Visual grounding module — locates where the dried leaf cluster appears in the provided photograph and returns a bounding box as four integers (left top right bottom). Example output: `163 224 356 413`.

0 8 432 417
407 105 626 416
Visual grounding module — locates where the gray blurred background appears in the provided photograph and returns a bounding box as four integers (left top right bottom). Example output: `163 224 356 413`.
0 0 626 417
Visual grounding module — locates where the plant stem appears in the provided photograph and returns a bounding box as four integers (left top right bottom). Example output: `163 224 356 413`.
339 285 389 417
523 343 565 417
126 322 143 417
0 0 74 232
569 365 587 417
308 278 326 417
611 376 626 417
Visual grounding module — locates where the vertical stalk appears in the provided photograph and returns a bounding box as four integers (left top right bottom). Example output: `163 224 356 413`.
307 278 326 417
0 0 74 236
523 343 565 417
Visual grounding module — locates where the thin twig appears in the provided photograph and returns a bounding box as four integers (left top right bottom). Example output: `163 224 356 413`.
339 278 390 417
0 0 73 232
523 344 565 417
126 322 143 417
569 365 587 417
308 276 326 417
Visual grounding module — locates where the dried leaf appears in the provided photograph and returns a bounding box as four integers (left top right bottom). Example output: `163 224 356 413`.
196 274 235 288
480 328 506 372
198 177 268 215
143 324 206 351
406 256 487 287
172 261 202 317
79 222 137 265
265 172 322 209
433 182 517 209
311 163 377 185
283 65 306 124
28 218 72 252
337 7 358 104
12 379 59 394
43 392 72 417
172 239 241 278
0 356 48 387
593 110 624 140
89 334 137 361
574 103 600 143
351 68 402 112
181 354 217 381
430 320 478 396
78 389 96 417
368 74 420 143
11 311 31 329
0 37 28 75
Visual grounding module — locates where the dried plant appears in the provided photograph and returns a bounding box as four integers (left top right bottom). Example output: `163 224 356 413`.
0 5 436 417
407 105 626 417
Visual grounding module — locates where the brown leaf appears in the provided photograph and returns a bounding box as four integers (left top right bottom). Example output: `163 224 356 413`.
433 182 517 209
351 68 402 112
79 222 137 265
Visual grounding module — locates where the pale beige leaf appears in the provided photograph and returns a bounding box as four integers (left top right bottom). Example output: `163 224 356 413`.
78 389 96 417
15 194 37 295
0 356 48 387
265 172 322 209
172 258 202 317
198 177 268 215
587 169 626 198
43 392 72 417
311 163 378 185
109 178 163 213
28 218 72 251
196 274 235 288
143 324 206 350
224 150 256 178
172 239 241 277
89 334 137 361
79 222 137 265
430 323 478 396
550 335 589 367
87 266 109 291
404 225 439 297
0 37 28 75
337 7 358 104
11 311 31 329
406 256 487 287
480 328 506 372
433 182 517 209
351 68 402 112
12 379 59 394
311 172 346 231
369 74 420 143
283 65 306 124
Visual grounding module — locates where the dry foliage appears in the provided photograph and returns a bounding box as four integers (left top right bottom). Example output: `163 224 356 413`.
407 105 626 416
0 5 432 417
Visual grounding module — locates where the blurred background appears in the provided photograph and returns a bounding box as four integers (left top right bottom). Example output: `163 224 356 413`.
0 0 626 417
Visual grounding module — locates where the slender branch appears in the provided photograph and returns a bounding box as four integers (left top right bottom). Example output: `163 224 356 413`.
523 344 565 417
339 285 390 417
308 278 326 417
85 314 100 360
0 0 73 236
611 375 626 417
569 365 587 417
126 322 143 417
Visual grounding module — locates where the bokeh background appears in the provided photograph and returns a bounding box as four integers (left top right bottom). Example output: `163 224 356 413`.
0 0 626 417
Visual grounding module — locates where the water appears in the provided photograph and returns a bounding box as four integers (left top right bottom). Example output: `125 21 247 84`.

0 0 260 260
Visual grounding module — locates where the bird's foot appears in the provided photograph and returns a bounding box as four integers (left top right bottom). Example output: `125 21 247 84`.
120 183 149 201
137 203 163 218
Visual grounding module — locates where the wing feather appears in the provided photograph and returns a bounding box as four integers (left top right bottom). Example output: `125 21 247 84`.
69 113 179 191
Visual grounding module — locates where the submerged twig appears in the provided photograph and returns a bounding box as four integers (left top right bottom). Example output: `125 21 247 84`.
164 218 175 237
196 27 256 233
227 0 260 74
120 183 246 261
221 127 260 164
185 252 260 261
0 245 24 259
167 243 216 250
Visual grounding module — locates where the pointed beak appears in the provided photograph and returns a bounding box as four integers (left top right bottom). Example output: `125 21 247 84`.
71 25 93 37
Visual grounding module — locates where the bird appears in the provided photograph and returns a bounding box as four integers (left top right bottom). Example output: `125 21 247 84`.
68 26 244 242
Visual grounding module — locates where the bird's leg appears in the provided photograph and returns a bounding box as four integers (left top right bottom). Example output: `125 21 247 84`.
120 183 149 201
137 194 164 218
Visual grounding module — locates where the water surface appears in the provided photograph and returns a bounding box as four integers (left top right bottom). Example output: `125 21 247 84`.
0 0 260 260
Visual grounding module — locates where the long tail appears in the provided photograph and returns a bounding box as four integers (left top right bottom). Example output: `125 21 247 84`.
----------
* GIVEN EXERCISE
Number every line of the entries above in order, skipping blank lines.

* THE REPLY
1. Visual grounding module — locates where the dried leaf cluster appears in the provided photograph and returns a bounding box as four integers (left top right bottom). Example output: `163 224 356 413`.
2. 0 8 432 417
3. 407 105 626 416
4. Visual grounding module — locates where the gray blurred background appears in the provided photograph and returns a bounding box as four integers (left top right bottom). Example output: `163 224 356 413`.
5. 0 0 626 417
6. Visual grounding module — locates where the plant stem appears in the provided photograph and returns a bounding box as four integers (left top right bottom). Example output: `163 224 356 413`.
7. 339 285 389 417
8. 523 343 565 417
9. 126 322 143 417
10. 0 0 74 232
11. 569 365 587 417
12. 308 278 326 417
13. 611 376 626 417
14. Visual grounding module — locates where the vertical stalk appears in the provided photograph and returns a bounding box as four integers (left top right bottom). Example output: `163 224 356 413`.
15. 307 278 326 417
16. 0 0 74 236
17. 523 343 565 417
18. Visual grounding module — locates where the thin twig appears in the provided photograph and returns a bounding box as four integers (left top right bottom). Example output: `163 224 356 413`.
19. 339 278 390 417
20. 0 0 73 232
21. 523 344 565 417
22. 126 322 143 417
23. 569 365 587 417
24. 308 276 326 417
25. Visual grounding module — locates where the dried leaf appears in the provided photograph and returns a bounding box as four integers (left top right bottom). Example output: `163 224 356 413`.
26. 196 274 235 288
27. 480 328 506 372
28. 198 177 268 215
29. 143 324 206 351
30. 406 256 487 287
31. 172 261 202 317
32. 79 222 137 265
33. 265 172 322 209
34. 433 182 517 209
35. 311 163 377 185
36. 283 65 306 124
37. 28 218 72 252
38. 337 7 358 104
39. 12 379 59 394
40. 43 392 72 417
41. 172 239 241 278
42. 0 356 48 387
43. 593 110 624 140
44. 89 334 137 361
45. 574 103 600 143
46. 351 68 402 112
47. 181 354 217 381
48. 430 320 478 396
49. 78 389 96 417
50. 368 74 420 143
51. 11 311 31 329
52. 0 37 28 75
53. Visual grounding module — locates where the dried plant appears in the provided photograph and returns a bounding box as four integers (left top right bottom). Example output: `163 224 356 413`.
54. 0 5 436 417
55. 407 105 626 417
56. Visual grounding module — locates where the brown leaf appears in the provided photograph and returns a bounding box as four integers (left top right bottom). Example output: `163 224 356 413`.
57. 433 182 517 209
58. 351 68 402 112
59. 79 222 137 265
60. Visual grounding module — locates where the pale beige leaf appears in the provided photograph and returns a bounding box as four integers (left top right bottom). Example output: `163 224 356 413`.
61. 78 389 96 417
62. 15 194 37 295
63. 0 356 48 387
64. 265 172 322 209
65. 172 258 202 317
66. 198 177 268 215
67. 587 169 626 198
68. 43 392 72 417
69. 311 163 378 185
70. 109 178 163 213
71. 28 218 72 251
72. 196 274 235 288
73. 143 324 206 350
74. 224 150 256 178
75. 172 239 241 277
76. 89 334 137 361
77. 79 222 137 265
78. 430 323 478 396
79. 550 335 589 367
80. 87 266 109 291
81. 404 225 439 297
82. 0 37 28 75
83. 337 7 358 104
84. 11 311 31 329
85. 406 256 487 287
86. 480 328 506 372
87. 433 182 517 209
88. 351 68 402 112
89. 12 379 59 394
90. 311 172 346 231
91. 369 74 420 143
92. 283 65 306 124
93. Visual grounding module — locates where the dry foliage appears in the provided photograph and returns a bounding box as four integers (left top right bottom). Example output: `163 224 356 413`.
94. 407 105 626 416
95. 0 5 432 417
96. Visual grounding module — locates where the blurred background appears in the provided photograph and returns a bounding box as four integers (left top right bottom). Example output: `163 224 356 413`.
97. 0 0 626 417
98. Visual grounding module — locates where the slender branch appears in the provided photograph and returns a bounding box as four integers (left top right bottom). Example output: `163 224 356 413`.
99. 523 344 565 417
100. 339 285 390 417
101. 308 278 326 417
102. 85 314 100 360
103. 0 0 73 236
104. 611 375 626 417
105. 569 365 587 417
106. 126 322 143 417
107. Visual grounding module — locates where the bokeh background appears in the provided photograph and returns a bounding box as four integers (left top right bottom). Example output: `163 224 356 413`.
108. 0 0 626 417
109. Visual grounding module — locates where the water appears in the provided photograph and returns a bounding box as four integers (left top right bottom). Example output: `125 21 247 84`.
110. 0 0 260 260
111. Visual grounding module — locates where the bird's foot appears in the provided photograph and returns a bounding box as four integers (left top right bottom). Example output: `125 21 247 84`.
112. 120 183 149 201
113. 137 203 163 218
114. Visual grounding module — locates where the wing feather appears in the provided photograph and returns a bounding box as four integers (left top right bottom). Example output: `125 21 247 84`.
115. 69 113 179 191
116. Visual grounding module — locates where the submerged twig appears in the provided photograph and returns a bounding box as four integers (left top right bottom). Example output: `125 21 247 84`.
117. 164 218 175 237
118. 196 27 256 233
119. 227 0 260 74
120. 120 183 246 261
121. 221 127 260 164
122. 185 252 260 261
123. 0 245 24 259
124. 167 243 216 250
125. Visual grounding module — locates where the pointed beak appears in the provided photograph and returns a bounding box as four integers (left top right bottom). Example output: `125 21 247 84`.
126. 71 25 93 37
127. Visual grounding module — locates where the bird appears in the provided photograph and returns a bounding box as four integers (left top right bottom). Example output: `125 21 247 84`.
128. 68 26 244 242
129. Visual grounding module — locates where the bird's leg appears in the provided photograph and returns a bounding box as four integers (left top right bottom). Example output: `125 21 247 84`.
130. 120 183 149 201
131. 137 194 164 218
132. Visual grounding module — locates where the water surface appears in the provided photograph and returns a bounding box as four integers (left top right bottom). Example output: `125 21 247 84`.
133. 0 0 260 260
134. Visual grounding module — locates where the long tail appears in the provided photograph and returns a bounding box as four integers (left top right bottom). Example output: `125 21 247 84`.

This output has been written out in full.